Your goal -
Lines to restate from the data below: from the one containing "pixel 81 154" to the one containing "pixel 299 26", both included. Give them again exactly, and only them.

Available records -
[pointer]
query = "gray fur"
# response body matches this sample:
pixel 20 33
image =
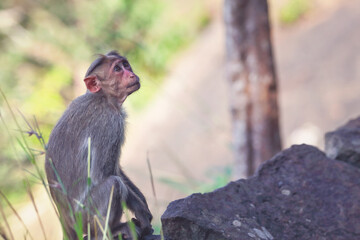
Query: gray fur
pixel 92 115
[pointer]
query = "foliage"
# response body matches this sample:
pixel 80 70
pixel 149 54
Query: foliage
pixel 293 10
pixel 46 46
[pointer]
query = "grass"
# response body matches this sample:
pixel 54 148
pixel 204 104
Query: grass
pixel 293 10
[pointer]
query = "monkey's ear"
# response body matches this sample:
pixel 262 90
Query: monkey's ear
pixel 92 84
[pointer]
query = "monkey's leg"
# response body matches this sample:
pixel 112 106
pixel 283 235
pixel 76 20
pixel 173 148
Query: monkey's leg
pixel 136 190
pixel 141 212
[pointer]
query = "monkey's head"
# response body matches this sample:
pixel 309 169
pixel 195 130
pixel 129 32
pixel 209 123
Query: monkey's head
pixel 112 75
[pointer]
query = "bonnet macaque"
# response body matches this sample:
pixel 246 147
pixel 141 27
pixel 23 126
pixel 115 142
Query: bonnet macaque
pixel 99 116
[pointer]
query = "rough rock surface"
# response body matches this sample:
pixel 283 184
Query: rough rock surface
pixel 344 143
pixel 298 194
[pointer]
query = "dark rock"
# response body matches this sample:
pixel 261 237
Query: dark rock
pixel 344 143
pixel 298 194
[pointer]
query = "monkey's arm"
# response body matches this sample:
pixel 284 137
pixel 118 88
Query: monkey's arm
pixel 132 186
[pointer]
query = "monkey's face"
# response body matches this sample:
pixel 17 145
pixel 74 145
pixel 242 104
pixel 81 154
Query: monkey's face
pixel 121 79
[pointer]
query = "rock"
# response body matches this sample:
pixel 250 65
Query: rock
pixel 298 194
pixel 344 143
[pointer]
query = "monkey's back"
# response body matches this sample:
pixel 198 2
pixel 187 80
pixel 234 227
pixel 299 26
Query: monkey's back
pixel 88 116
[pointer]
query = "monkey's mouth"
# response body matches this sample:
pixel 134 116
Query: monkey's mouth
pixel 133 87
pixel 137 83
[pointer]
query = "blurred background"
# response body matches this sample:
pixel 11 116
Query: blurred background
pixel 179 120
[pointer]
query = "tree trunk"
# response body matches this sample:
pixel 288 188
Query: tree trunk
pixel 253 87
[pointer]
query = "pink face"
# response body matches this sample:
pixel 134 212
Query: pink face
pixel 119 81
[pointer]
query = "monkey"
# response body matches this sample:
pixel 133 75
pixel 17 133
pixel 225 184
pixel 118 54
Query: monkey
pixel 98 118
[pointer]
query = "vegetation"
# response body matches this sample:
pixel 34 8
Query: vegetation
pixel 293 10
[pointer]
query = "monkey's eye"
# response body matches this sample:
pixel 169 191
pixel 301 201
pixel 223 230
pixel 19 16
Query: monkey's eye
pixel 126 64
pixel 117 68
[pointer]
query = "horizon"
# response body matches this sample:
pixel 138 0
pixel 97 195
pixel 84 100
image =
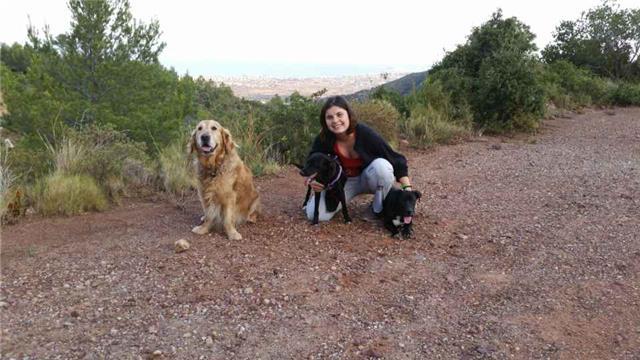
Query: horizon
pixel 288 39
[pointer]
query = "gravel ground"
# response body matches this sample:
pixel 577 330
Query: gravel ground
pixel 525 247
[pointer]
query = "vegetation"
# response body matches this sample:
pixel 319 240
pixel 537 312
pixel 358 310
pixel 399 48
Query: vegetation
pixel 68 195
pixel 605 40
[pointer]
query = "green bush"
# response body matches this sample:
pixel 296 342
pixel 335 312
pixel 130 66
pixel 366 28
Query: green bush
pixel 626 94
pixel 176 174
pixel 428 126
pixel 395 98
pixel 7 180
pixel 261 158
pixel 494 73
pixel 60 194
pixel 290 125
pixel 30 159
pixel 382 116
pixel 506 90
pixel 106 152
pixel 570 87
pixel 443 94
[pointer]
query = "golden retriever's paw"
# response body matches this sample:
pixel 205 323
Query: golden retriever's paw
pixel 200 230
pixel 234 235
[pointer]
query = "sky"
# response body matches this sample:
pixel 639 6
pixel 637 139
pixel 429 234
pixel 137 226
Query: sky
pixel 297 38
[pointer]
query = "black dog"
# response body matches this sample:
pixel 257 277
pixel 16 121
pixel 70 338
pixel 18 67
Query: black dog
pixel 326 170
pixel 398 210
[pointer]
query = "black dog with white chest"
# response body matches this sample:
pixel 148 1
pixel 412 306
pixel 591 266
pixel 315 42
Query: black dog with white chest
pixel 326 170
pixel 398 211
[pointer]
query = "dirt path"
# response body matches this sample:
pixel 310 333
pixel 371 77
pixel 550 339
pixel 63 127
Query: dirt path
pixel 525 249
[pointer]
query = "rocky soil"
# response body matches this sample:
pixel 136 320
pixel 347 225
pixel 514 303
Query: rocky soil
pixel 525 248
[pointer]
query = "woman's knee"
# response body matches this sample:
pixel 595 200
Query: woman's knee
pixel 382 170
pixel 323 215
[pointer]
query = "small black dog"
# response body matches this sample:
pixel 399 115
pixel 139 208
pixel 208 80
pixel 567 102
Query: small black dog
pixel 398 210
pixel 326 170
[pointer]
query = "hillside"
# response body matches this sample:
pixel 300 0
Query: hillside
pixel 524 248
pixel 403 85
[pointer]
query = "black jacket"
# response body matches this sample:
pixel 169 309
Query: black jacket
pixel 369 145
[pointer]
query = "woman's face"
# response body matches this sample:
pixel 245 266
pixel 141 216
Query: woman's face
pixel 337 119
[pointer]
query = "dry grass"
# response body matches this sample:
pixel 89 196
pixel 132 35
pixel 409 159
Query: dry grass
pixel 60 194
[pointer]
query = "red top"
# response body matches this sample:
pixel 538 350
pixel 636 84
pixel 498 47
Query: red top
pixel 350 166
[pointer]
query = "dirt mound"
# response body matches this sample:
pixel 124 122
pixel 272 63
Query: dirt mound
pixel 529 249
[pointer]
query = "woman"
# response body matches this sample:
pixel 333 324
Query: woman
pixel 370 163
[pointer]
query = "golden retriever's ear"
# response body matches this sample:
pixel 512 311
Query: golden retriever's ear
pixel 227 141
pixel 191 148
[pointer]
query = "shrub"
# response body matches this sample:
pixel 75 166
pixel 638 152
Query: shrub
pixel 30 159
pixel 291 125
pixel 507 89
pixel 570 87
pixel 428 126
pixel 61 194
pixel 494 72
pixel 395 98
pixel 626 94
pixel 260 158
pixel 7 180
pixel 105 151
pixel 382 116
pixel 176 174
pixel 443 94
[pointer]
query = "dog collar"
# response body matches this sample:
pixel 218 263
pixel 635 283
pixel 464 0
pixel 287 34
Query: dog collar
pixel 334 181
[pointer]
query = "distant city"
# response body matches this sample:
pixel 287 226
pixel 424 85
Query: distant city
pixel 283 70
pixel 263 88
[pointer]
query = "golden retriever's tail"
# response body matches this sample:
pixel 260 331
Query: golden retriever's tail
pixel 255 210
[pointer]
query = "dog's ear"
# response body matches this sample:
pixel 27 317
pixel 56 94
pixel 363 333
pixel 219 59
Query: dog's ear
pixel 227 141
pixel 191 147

Task output -
pixel 81 154
Query: monkey's face
pixel 121 79
[pointer]
query = "rock"
# response body matches this sample:
pixel 250 65
Query: rock
pixel 298 194
pixel 344 143
[pointer]
query = "monkey's back"
# response body matches this sample:
pixel 198 2
pixel 187 80
pixel 234 227
pixel 299 26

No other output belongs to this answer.